▶ **AIM OF THE TASK**: Transcribe, word for word, the part of the service planning text between "Alternate Physical Networks" and "number of locations.", inclusive.

Suffice it to say that it is highly likely that using the same history-based forecasting models with the same parameters will lead to significantly overstated forecasts which if unchecked will bloat inventories just as cash is becoming scarcer.

Lead Time Elasticity and Variability

Service already sees more variable lead times than other supply chains because of the uncertainty around the effort to repair parts and the production of many low volume, highly engineered items. These variations in lead time are easily handled by planning systems but the pandemic may have dramatic impacts on the supply side of the plan. Suppliers are being required to reduce staff which reduces productive capacity so orders will either ship incomplete or late. Choose your poison. Internal human resources that manage warehouse operations and record shipments and receipts must also be reduced delaying processing times, further adding to lead time growth and variability.

Longer and / or more variable lead times directly correlate to higher safety stocks. Robust planning tools allow for rapid modeling of percentage changes to lead times across part groups (e.g. by vendor or part category). This will at a macro level help gauge the financial impacts of extended lead times and identify which parts are most effected. At a micro level, modeling individual parts across two candidate suppliers may actually favor buying more expensive parts from a vendor with a shorter lead time.

Alternate Physical Networks and Material Flows

Typically, we take for granted the physical distribution network and how material passes through it. It is static unless there are planned strategic initiatives to make alterations. The pandemic may impose unplanned modifications to which locations are active in the network and their process capabilities. This can have implications for how material can flow through the network and ultimately to customers. There may be an emphasis to stockpile parts in a very limited number of locations.

▶ **DATA EXTRACTS**:

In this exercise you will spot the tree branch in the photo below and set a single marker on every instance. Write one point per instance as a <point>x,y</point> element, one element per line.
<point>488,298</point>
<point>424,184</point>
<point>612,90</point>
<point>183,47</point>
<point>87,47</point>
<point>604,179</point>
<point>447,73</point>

--

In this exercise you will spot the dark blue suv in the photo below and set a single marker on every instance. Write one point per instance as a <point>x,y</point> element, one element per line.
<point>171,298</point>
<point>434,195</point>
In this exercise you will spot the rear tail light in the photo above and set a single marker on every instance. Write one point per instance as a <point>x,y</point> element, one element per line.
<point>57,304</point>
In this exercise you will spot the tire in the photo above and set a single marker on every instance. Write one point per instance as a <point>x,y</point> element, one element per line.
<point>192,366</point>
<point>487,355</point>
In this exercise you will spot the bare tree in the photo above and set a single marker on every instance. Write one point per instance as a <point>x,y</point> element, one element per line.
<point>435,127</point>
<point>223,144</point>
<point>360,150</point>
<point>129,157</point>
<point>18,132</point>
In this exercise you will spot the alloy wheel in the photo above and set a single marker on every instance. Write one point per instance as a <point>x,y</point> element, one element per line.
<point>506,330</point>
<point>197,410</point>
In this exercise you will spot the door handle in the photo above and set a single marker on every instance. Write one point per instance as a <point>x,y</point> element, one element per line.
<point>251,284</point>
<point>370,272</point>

▶ **ANSWER SPACE**:
Alternate Physical Networks and Material Flows

Typically, we take for granted the physical distribution network and how material passes through it. It is static unless there are planned strategic initiatives to make alterations. The pandemic may impose unplanned modifications to which locations are active in the network and their process capabilities. This can have implications for how material can flow through the network and ultimately to customers. There may be an emphasis to stockpile parts in a very limited number of locations.